Start of Records provided

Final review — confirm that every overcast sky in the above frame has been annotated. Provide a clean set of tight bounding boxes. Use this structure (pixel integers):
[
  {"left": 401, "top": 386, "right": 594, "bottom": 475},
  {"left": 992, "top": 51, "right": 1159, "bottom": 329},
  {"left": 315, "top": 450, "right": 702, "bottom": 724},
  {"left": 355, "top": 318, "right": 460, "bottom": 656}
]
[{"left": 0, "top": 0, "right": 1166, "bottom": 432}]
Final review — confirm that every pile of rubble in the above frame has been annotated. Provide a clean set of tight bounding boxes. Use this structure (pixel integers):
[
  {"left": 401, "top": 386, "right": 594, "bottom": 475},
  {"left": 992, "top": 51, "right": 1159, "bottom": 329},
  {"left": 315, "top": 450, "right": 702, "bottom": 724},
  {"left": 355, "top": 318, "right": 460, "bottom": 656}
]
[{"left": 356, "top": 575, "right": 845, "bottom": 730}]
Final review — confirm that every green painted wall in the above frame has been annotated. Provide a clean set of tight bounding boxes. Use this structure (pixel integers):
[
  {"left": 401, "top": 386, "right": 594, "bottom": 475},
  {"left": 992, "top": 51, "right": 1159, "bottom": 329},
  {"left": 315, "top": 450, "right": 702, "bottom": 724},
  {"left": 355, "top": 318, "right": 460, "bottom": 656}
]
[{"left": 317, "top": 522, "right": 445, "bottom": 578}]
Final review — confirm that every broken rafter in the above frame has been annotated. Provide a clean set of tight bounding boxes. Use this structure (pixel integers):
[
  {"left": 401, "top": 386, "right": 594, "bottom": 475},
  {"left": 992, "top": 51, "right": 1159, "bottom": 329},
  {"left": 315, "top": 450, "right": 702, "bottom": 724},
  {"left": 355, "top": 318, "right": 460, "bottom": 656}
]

End of Records provided

## Stated problem
Could you reproduce all of the rows above word for word, leaving every character unchanged?

## Result
Final review — confirm that every overcast sky in the above frame has been annotated. Provide a clean set of tight bounding boxes. Use this structure (pixel integers):
[
  {"left": 401, "top": 386, "right": 594, "bottom": 475},
  {"left": 992, "top": 51, "right": 1159, "bottom": 329},
  {"left": 315, "top": 450, "right": 702, "bottom": 724},
  {"left": 355, "top": 318, "right": 460, "bottom": 656}
]
[{"left": 0, "top": 0, "right": 1166, "bottom": 432}]
Final review — confirm that every pile of rubble in the above frame has been annotated. Provide a clean set of tight bounding boxes. Use this structure (pixel integers):
[
  {"left": 401, "top": 386, "right": 594, "bottom": 475},
  {"left": 992, "top": 51, "right": 1159, "bottom": 329},
  {"left": 315, "top": 450, "right": 702, "bottom": 724},
  {"left": 355, "top": 318, "right": 460, "bottom": 656}
]
[{"left": 356, "top": 575, "right": 845, "bottom": 730}]
Final review — confirm that every green painted wall in the above frame has been annotated. Provide a clean set of tight bounding boxes. Use this structure (pixel integers):
[
  {"left": 401, "top": 386, "right": 594, "bottom": 475},
  {"left": 992, "top": 51, "right": 1159, "bottom": 329},
  {"left": 315, "top": 450, "right": 702, "bottom": 724},
  {"left": 355, "top": 318, "right": 460, "bottom": 656}
]
[{"left": 317, "top": 522, "right": 445, "bottom": 578}]
Final review — confirm that every broken rafter in the above frame has been annotated. Provide a clean set of tight bounding boxes. Use this structure (pixel integers):
[
  {"left": 401, "top": 386, "right": 594, "bottom": 475},
  {"left": 992, "top": 51, "right": 1159, "bottom": 329},
  {"left": 315, "top": 450, "right": 702, "bottom": 724},
  {"left": 355, "top": 318, "right": 460, "bottom": 656}
]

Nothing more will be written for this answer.